### Material supplied:
★ ★ ★ ★ ★

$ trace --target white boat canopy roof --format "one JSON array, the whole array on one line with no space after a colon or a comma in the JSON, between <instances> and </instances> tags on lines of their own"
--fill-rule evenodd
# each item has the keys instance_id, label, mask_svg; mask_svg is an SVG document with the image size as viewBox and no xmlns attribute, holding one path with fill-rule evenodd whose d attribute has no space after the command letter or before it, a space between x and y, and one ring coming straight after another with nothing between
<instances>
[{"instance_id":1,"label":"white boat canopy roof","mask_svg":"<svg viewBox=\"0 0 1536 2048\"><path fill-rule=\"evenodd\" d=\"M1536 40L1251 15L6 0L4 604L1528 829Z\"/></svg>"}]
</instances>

★ ★ ★ ★ ★

### Activity:
Using the data above, output each line exactly.

### Result for this task:
$ trace --target white boat canopy roof --format "one JSON array, the whole array on one line with no space after a colon or a comma in the JSON, between <instances> and </instances> tags on lines of their own"
--fill-rule evenodd
# each item has the keys instance_id, label, mask_svg; mask_svg is an SVG document with the image size as viewBox and no xmlns attribute, holding one path with fill-rule evenodd whose d attribute has no space after the command letter or before it, a space between x and y, and one ring coming straight after another with nothing between
<instances>
[{"instance_id":1,"label":"white boat canopy roof","mask_svg":"<svg viewBox=\"0 0 1536 2048\"><path fill-rule=\"evenodd\" d=\"M1536 40L1251 15L6 0L4 604L1528 829Z\"/></svg>"}]
</instances>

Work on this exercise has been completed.